Give all the data again exactly.

• [Referring expression pointing data]
>>
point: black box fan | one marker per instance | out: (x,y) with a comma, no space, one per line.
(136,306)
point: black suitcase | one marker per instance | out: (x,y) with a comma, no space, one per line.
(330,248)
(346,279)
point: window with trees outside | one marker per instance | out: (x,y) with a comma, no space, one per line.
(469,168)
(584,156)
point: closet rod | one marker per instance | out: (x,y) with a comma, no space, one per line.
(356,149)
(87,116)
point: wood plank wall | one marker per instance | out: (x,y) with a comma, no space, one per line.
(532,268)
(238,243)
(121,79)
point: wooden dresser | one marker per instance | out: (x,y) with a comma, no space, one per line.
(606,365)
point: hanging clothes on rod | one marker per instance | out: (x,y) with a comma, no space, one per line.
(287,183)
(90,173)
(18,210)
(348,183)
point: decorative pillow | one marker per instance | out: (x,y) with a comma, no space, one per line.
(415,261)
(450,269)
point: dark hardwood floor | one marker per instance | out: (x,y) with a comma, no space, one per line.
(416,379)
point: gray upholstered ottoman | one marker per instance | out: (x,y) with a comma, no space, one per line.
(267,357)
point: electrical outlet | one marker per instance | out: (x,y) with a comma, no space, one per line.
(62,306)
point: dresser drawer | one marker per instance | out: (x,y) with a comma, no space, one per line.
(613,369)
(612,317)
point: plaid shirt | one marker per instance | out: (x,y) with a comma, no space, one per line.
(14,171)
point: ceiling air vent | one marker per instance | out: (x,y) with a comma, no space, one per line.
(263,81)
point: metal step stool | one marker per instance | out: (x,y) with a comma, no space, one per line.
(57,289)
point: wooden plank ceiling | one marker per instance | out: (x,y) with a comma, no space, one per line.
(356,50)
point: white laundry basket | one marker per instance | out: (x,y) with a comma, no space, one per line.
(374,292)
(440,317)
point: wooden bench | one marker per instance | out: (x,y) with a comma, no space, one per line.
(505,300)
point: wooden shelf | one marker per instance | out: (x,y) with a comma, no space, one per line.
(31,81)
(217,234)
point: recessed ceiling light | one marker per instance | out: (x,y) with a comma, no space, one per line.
<<
• [Response box]
point: black box fan | one marker per instance | out: (x,y) with a comma, no space, one per line.
(136,306)
point: black suitcase | one marker per instance | out: (x,y) with a comma, no space, one per line.
(330,248)
(346,279)
point: window with trees outside | one marker per instance | out: (x,y) with a comma, no space, one per line.
(469,168)
(584,156)
point: closet rod | one marker per instance | out: (x,y) with a comma, no space, one per line.
(356,149)
(87,116)
point: wood plank wall | one marker per instance | out: (x,y) with a comma, no space, one per line.
(532,268)
(238,243)
(121,79)
point: wooden dresser | one marker per instance | out: (x,y) with a comma, no space, one per line.
(606,365)
point: hanging clothes on rod | one marker per instance | out: (x,y) with a comma, no space, one per line.
(287,183)
(90,173)
(18,210)
(348,183)
point: decorative pillow | one marker per instance | out: (x,y) with a comma, no space, one per line.
(415,261)
(450,269)
point: dark hardwood floor | one marker per instance | out: (x,y) with a comma, no space, one per line.
(416,379)
point: gray upholstered ottoman | one marker per instance | out: (x,y) with a comma, no space, one per line.
(267,357)
point: electrical outlet | one marker per instance | out: (x,y) with a comma, no space, one per line.
(62,306)
point: dresser drawer | one marker per instance | out: (x,y) with a comma, no space, one per line.
(613,369)
(612,317)
point: plaid shirt | one marker per instance | out: (x,y) with a comma, no space, one per line.
(14,171)
point: ceiling air vent | one marker per instance | out: (x,y) with a comma, no space, one per line.
(263,81)
point: metal step stool | one marker per instance | out: (x,y) with a comma, no space, one per line.
(57,289)
point: wooden plank ceiling | one marker per instance | out: (x,y) with a comma, no space, one per line.
(356,50)
point: white laundry basket | one marker per instance | out: (x,y) with a comma, no space, one per line.
(374,292)
(440,317)
point: wooden bench | one marker per instance | out: (x,y) with a comma, no space, one per line.
(505,300)
point: wooden shelf | one marker per instance | out: (x,y) with a comma, no space, one per line.
(31,81)
(217,234)
point: recessed ceiling light | one marker per instance | out: (x,y) with a comma, no space, one per line.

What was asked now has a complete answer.